> [WHAT IS NEEDED] Format the items from the line containing "in navy suit." through the end of the items as a Markdown table with the columns Row and Line, numbering each line and omitting blank lines and pictures.

> [PROVIDED ENTRIES]
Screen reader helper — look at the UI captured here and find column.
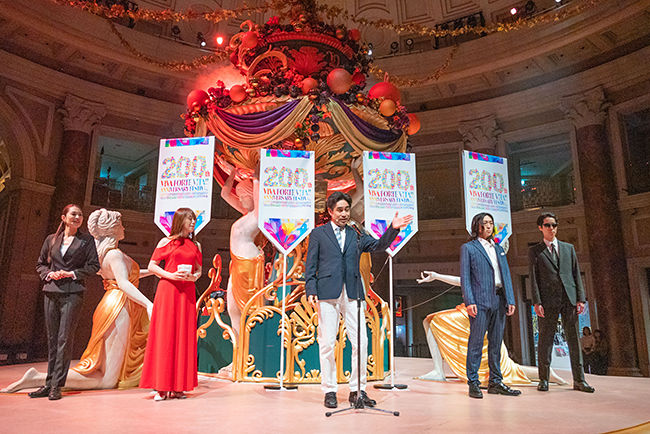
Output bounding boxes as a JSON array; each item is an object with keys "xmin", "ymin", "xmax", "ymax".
[
  {"xmin": 560, "ymin": 88, "xmax": 641, "ymax": 375},
  {"xmin": 52, "ymin": 95, "xmax": 106, "ymax": 227},
  {"xmin": 458, "ymin": 115, "xmax": 502, "ymax": 155}
]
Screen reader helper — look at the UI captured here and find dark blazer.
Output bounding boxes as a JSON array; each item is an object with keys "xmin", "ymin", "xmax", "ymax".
[
  {"xmin": 528, "ymin": 240, "xmax": 585, "ymax": 306},
  {"xmin": 36, "ymin": 231, "xmax": 99, "ymax": 293},
  {"xmin": 305, "ymin": 222, "xmax": 399, "ymax": 300},
  {"xmin": 460, "ymin": 239, "xmax": 515, "ymax": 308}
]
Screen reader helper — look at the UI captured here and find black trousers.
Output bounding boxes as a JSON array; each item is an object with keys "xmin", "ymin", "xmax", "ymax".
[
  {"xmin": 45, "ymin": 292, "xmax": 84, "ymax": 387},
  {"xmin": 537, "ymin": 293, "xmax": 585, "ymax": 382}
]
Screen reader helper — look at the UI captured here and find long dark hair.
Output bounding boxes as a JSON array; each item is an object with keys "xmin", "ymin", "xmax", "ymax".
[
  {"xmin": 47, "ymin": 203, "xmax": 83, "ymax": 262},
  {"xmin": 169, "ymin": 208, "xmax": 196, "ymax": 244},
  {"xmin": 470, "ymin": 212, "xmax": 494, "ymax": 240}
]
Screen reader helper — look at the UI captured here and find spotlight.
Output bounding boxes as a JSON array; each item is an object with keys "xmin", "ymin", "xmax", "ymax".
[
  {"xmin": 196, "ymin": 32, "xmax": 207, "ymax": 47},
  {"xmin": 526, "ymin": 0, "xmax": 537, "ymax": 16},
  {"xmin": 172, "ymin": 26, "xmax": 181, "ymax": 39}
]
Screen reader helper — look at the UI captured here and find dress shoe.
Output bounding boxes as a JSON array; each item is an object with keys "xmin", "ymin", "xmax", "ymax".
[
  {"xmin": 325, "ymin": 392, "xmax": 338, "ymax": 408},
  {"xmin": 488, "ymin": 382, "xmax": 521, "ymax": 396},
  {"xmin": 348, "ymin": 390, "xmax": 377, "ymax": 407},
  {"xmin": 469, "ymin": 383, "xmax": 483, "ymax": 399},
  {"xmin": 573, "ymin": 380, "xmax": 596, "ymax": 393},
  {"xmin": 47, "ymin": 387, "xmax": 61, "ymax": 401},
  {"xmin": 27, "ymin": 386, "xmax": 50, "ymax": 398}
]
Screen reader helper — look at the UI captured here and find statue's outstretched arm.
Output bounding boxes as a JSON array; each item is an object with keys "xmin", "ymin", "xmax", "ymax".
[{"xmin": 416, "ymin": 271, "xmax": 460, "ymax": 286}]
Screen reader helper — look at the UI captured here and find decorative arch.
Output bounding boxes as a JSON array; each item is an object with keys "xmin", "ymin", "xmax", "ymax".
[{"xmin": 0, "ymin": 92, "xmax": 36, "ymax": 181}]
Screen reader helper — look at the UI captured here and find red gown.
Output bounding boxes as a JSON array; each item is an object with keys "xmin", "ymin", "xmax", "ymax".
[{"xmin": 140, "ymin": 238, "xmax": 202, "ymax": 392}]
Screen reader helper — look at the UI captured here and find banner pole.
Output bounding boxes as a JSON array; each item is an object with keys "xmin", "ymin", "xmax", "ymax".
[
  {"xmin": 280, "ymin": 254, "xmax": 287, "ymax": 389},
  {"xmin": 374, "ymin": 253, "xmax": 408, "ymax": 390}
]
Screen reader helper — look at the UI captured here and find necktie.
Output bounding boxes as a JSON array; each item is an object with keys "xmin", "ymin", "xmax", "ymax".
[
  {"xmin": 334, "ymin": 228, "xmax": 343, "ymax": 250},
  {"xmin": 551, "ymin": 244, "xmax": 560, "ymax": 265}
]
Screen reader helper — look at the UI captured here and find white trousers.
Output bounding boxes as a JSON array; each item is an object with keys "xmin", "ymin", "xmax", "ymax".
[{"xmin": 318, "ymin": 288, "xmax": 368, "ymax": 393}]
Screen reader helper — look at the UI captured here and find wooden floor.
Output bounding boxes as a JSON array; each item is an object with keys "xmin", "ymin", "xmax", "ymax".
[{"xmin": 0, "ymin": 358, "xmax": 650, "ymax": 434}]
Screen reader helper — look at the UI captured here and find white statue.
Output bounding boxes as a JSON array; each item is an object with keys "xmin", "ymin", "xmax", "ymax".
[{"xmin": 0, "ymin": 209, "xmax": 153, "ymax": 393}]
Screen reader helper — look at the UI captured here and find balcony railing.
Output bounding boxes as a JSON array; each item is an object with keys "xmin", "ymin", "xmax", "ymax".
[
  {"xmin": 90, "ymin": 178, "xmax": 156, "ymax": 212},
  {"xmin": 511, "ymin": 175, "xmax": 575, "ymax": 211}
]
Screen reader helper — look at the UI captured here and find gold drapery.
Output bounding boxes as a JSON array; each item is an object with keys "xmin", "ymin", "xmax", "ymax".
[
  {"xmin": 207, "ymin": 97, "xmax": 313, "ymax": 149},
  {"xmin": 327, "ymin": 100, "xmax": 406, "ymax": 154},
  {"xmin": 427, "ymin": 304, "xmax": 531, "ymax": 384},
  {"xmin": 206, "ymin": 96, "xmax": 407, "ymax": 153},
  {"xmin": 72, "ymin": 259, "xmax": 149, "ymax": 389},
  {"xmin": 229, "ymin": 252, "xmax": 264, "ymax": 315}
]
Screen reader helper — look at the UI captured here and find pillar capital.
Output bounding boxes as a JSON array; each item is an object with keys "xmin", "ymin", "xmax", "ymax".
[
  {"xmin": 560, "ymin": 86, "xmax": 612, "ymax": 129},
  {"xmin": 458, "ymin": 115, "xmax": 502, "ymax": 154},
  {"xmin": 57, "ymin": 94, "xmax": 106, "ymax": 134}
]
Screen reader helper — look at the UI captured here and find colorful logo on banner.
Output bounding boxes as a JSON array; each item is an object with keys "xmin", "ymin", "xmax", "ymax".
[
  {"xmin": 363, "ymin": 152, "xmax": 418, "ymax": 256},
  {"xmin": 258, "ymin": 149, "xmax": 314, "ymax": 254},
  {"xmin": 463, "ymin": 151, "xmax": 512, "ymax": 244},
  {"xmin": 154, "ymin": 137, "xmax": 214, "ymax": 235}
]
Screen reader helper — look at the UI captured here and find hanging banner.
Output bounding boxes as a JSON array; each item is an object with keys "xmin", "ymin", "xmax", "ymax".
[
  {"xmin": 154, "ymin": 137, "xmax": 214, "ymax": 235},
  {"xmin": 463, "ymin": 151, "xmax": 512, "ymax": 244},
  {"xmin": 258, "ymin": 149, "xmax": 314, "ymax": 255},
  {"xmin": 363, "ymin": 151, "xmax": 418, "ymax": 256}
]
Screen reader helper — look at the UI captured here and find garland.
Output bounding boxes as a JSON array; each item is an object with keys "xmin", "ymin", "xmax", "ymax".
[
  {"xmin": 50, "ymin": 0, "xmax": 606, "ymax": 79},
  {"xmin": 108, "ymin": 20, "xmax": 228, "ymax": 71},
  {"xmin": 50, "ymin": 0, "xmax": 607, "ymax": 38},
  {"xmin": 369, "ymin": 44, "xmax": 459, "ymax": 87}
]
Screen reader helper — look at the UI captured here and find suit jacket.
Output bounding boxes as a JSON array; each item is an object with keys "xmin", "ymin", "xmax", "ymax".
[
  {"xmin": 528, "ymin": 240, "xmax": 585, "ymax": 306},
  {"xmin": 36, "ymin": 231, "xmax": 99, "ymax": 293},
  {"xmin": 460, "ymin": 239, "xmax": 515, "ymax": 308},
  {"xmin": 305, "ymin": 223, "xmax": 399, "ymax": 300}
]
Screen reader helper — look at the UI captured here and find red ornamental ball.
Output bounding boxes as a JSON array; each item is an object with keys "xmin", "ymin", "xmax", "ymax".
[
  {"xmin": 241, "ymin": 32, "xmax": 257, "ymax": 48},
  {"xmin": 379, "ymin": 99, "xmax": 397, "ymax": 116},
  {"xmin": 368, "ymin": 81, "xmax": 400, "ymax": 102},
  {"xmin": 302, "ymin": 77, "xmax": 318, "ymax": 94},
  {"xmin": 406, "ymin": 113, "xmax": 420, "ymax": 136},
  {"xmin": 352, "ymin": 72, "xmax": 366, "ymax": 86},
  {"xmin": 187, "ymin": 89, "xmax": 210, "ymax": 108},
  {"xmin": 230, "ymin": 50, "xmax": 239, "ymax": 66},
  {"xmin": 230, "ymin": 84, "xmax": 247, "ymax": 102},
  {"xmin": 348, "ymin": 29, "xmax": 361, "ymax": 42},
  {"xmin": 327, "ymin": 68, "xmax": 352, "ymax": 94}
]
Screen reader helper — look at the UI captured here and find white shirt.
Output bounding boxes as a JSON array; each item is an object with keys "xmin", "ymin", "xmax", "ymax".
[
  {"xmin": 330, "ymin": 221, "xmax": 345, "ymax": 250},
  {"xmin": 478, "ymin": 237, "xmax": 503, "ymax": 286},
  {"xmin": 544, "ymin": 238, "xmax": 560, "ymax": 258}
]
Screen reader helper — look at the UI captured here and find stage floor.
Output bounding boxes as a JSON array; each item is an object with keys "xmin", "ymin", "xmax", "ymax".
[{"xmin": 0, "ymin": 358, "xmax": 650, "ymax": 434}]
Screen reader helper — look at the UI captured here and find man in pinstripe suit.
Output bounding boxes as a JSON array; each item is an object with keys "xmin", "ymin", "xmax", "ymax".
[{"xmin": 460, "ymin": 213, "xmax": 521, "ymax": 398}]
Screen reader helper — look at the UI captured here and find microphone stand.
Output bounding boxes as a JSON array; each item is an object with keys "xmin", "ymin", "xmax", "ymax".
[{"xmin": 325, "ymin": 223, "xmax": 399, "ymax": 417}]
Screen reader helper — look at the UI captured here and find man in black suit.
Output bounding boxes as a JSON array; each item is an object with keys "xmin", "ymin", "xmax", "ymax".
[
  {"xmin": 305, "ymin": 192, "xmax": 413, "ymax": 408},
  {"xmin": 528, "ymin": 212, "xmax": 594, "ymax": 393}
]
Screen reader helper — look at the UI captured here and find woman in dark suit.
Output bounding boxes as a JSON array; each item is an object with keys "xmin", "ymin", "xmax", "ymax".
[{"xmin": 29, "ymin": 205, "xmax": 99, "ymax": 401}]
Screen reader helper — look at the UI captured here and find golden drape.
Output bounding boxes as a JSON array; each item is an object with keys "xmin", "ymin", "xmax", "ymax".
[
  {"xmin": 72, "ymin": 260, "xmax": 149, "ymax": 389},
  {"xmin": 229, "ymin": 252, "xmax": 264, "ymax": 314},
  {"xmin": 427, "ymin": 304, "xmax": 530, "ymax": 384}
]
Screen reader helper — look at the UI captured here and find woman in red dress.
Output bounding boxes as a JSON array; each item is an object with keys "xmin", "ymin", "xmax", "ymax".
[{"xmin": 140, "ymin": 208, "xmax": 202, "ymax": 401}]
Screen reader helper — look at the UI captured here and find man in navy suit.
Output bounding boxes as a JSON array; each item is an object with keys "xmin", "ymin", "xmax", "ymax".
[
  {"xmin": 528, "ymin": 212, "xmax": 594, "ymax": 393},
  {"xmin": 460, "ymin": 213, "xmax": 521, "ymax": 398},
  {"xmin": 305, "ymin": 192, "xmax": 413, "ymax": 408}
]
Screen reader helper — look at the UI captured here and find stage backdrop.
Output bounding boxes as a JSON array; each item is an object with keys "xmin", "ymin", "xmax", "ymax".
[
  {"xmin": 363, "ymin": 151, "xmax": 418, "ymax": 256},
  {"xmin": 463, "ymin": 151, "xmax": 512, "ymax": 244},
  {"xmin": 258, "ymin": 149, "xmax": 314, "ymax": 254},
  {"xmin": 154, "ymin": 137, "xmax": 214, "ymax": 235}
]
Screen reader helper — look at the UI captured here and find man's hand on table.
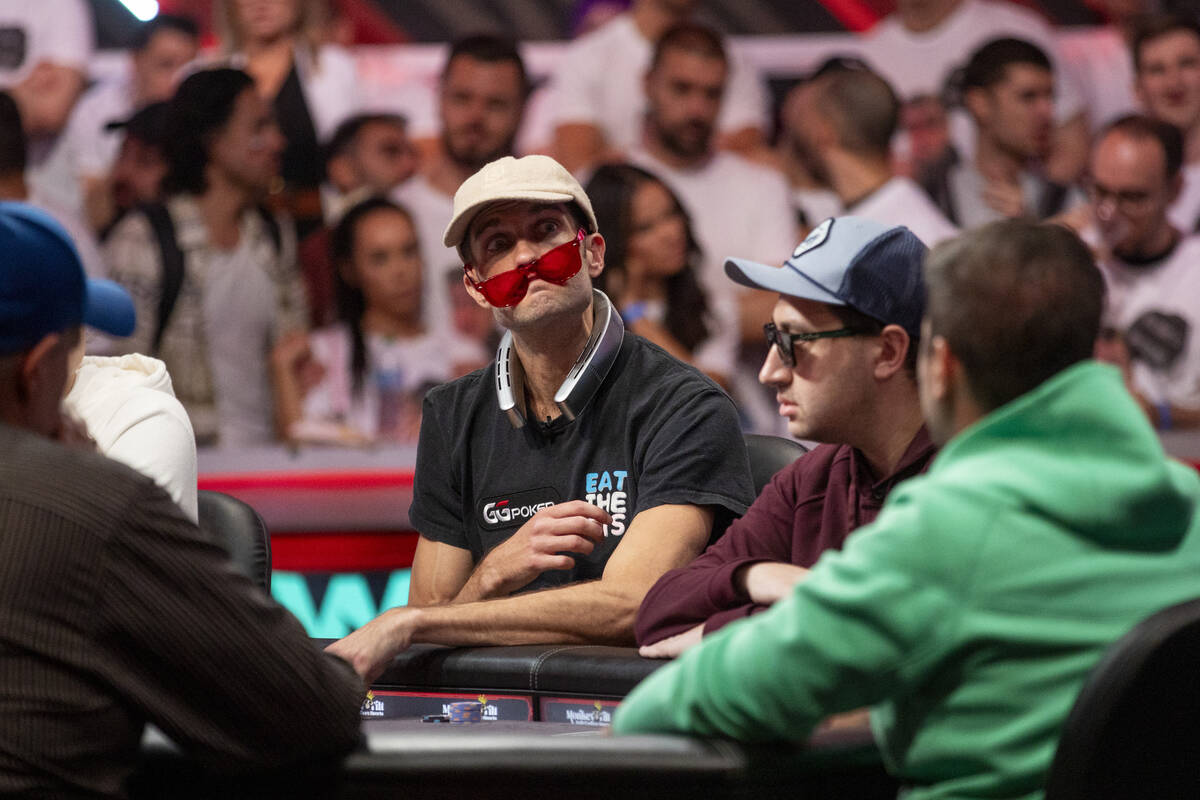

> [ANSWER FOR THIS EXERCISE]
| Row | Line |
|---|---|
| 1 | Screen reader helper — look at the UI captured here and find man in navy suit. |
| 2 | Output bounding boxes as a JSON array; each item is an object with keys "xmin", "ymin", "xmax", "ymax". |
| 3 | [ |
| 4 |   {"xmin": 528, "ymin": 212, "xmax": 594, "ymax": 393}, |
| 5 |   {"xmin": 460, "ymin": 213, "xmax": 521, "ymax": 398}, |
| 6 |   {"xmin": 305, "ymin": 192, "xmax": 413, "ymax": 408} |
| 7 | ] |
| 8 | Screen reader helper — look at the UI captured here and find stage backdrop. |
| 9 | Output bounding boxes as a JSON array; each item is an object with keys "xmin", "ymin", "xmax", "ymax". |
| 10 | [ |
| 11 |   {"xmin": 363, "ymin": 151, "xmax": 418, "ymax": 256}, |
| 12 |   {"xmin": 463, "ymin": 151, "xmax": 512, "ymax": 244}, |
| 13 |   {"xmin": 258, "ymin": 149, "xmax": 314, "ymax": 254}, |
| 14 |   {"xmin": 154, "ymin": 137, "xmax": 214, "ymax": 235} |
| 15 | ] |
| 16 | Screen reader helper — look at the UI captured here and find man's hand on table. |